• THE TASK
The entries below are to be written out again without alteration.

• STORED ROWS
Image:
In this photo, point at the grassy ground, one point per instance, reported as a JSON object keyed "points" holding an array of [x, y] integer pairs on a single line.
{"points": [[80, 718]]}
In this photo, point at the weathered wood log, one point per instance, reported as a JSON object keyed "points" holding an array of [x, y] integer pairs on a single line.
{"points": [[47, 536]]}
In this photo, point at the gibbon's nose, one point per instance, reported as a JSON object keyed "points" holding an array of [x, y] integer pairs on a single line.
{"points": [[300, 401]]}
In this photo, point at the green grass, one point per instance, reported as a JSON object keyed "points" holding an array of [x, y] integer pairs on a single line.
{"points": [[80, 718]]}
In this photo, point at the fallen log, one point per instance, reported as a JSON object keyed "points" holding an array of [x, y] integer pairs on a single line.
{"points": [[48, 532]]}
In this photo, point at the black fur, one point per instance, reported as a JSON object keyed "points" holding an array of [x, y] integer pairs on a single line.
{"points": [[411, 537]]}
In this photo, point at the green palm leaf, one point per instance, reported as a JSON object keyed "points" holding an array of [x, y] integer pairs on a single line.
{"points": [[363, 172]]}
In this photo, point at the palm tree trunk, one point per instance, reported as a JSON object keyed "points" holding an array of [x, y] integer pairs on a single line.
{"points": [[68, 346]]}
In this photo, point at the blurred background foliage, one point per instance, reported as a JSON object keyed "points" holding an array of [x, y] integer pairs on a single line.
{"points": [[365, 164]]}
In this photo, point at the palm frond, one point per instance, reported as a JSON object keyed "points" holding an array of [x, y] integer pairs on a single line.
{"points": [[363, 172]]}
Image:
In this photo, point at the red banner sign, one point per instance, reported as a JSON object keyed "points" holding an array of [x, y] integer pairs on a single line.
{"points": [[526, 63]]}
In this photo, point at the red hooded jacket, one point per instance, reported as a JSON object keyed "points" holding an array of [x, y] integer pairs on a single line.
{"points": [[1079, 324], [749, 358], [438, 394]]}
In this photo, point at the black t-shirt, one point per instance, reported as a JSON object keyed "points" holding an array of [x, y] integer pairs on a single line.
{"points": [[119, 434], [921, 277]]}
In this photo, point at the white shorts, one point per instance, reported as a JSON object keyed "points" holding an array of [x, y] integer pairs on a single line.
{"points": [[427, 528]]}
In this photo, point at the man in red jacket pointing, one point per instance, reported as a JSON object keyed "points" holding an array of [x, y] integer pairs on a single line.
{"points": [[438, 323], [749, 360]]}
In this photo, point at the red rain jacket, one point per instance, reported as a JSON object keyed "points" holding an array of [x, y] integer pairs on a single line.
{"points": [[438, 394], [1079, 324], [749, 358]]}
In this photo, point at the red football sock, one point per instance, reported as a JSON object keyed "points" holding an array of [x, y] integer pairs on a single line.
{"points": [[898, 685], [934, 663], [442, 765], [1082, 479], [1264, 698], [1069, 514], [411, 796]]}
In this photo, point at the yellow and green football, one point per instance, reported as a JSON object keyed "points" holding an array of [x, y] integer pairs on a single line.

• CORRECT OUTPUT
Image:
In this photo, point at the grassy ground, one point per instance, reported as a JSON object keyed "points" holding an array of [x, y] integer pairs on a single line.
{"points": [[80, 718]]}
In this photo, point at the weathered wood log, one point per instance, reported as a JSON object keyed "points" holding an array of [x, y] integer pairs on a single line.
{"points": [[47, 536]]}
In this photo, point at the gibbon's nose, one point per instance, reported as a JSON object keyed "points" holding an array of [x, y] integer pairs on a single line.
{"points": [[300, 401]]}
In this photo, point at the green grass, one point per instance, reported as a JSON object keyed "points" holding an array of [x, y] integer pairs on a single line.
{"points": [[80, 718]]}
In this photo, point at the fallen log, one point per instance, reported as a JSON object keyed "points" holding an array of [x, y] integer pairs on a single line.
{"points": [[48, 532]]}
In this photo, point at the black fur, one point per instance, reported as a JSON object keyed "points" holding an array of [x, y] integer pairs on a single line.
{"points": [[411, 537]]}
In this photo, point at the green palm leaf, one point per instance, reported as a JSON object keyed "points" holding an array of [x, y] integer pairs on a single line.
{"points": [[363, 172]]}
In this photo, point at the palm tree trunk, one point per instance, reported as a JSON object keyed "points" holding an array of [x, y] integer pairs on a single line.
{"points": [[68, 346]]}
In this photo, point at the blurred background foliage, one point per instance, reported as a JSON object keyed "points" holding an array of [x, y] integer pairs on a single line.
{"points": [[365, 164]]}
In this photo, point at the palm frond, one point per instance, reported as a JSON object keyed "points" holding an array of [x, y] integer pairs on a single line.
{"points": [[363, 172]]}
Image:
In this photo, point at the red banner sign, one point per instance, reported as a JSON object keyed "points" holding an array of [x, y] integer pairs on a single line.
{"points": [[526, 63]]}
In this photo, point at the red hooded jacket, one point per instance, reported as a JSON object keyed "points" holding an array of [x, y] integer pairs on a single line.
{"points": [[1079, 324], [749, 358], [438, 394]]}
In this photo, point at the black t-shirt, one point per instance, reported as a JSON object keyed "points" holding an array of [x, y] integer pairs on a single line.
{"points": [[119, 434], [921, 277]]}
In this photo, point at the white shorts, one point per instance, reported as a JSON object keyed "points" holding an array of [x, y] integer pairs on a single line.
{"points": [[427, 528]]}
In this photo, point at the man in red jacket pointing, one point per instance, reported as a JSON object keyed "points" holding an array of [x, y] integer pairs on a single line.
{"points": [[438, 323], [749, 360]]}
In this photo, point at the red rain jacket, one point per instance, reported as a JSON object keyed "points" holding an array of [x, y] integer pairs on a single line.
{"points": [[438, 394], [1079, 324], [749, 358]]}
In this photo, point at the red football sock, one point per instance, reported as a JSON object keyed "points" holding an array of [x, y] integer pairs on a single line.
{"points": [[898, 685], [934, 663], [442, 765], [1082, 479], [1264, 698], [1069, 514], [411, 796]]}
In this photo, point at the yellow and green football, one point per instance, reported as a JSON object keyed "points" holding an array of [x, y] integer pairs on a single line.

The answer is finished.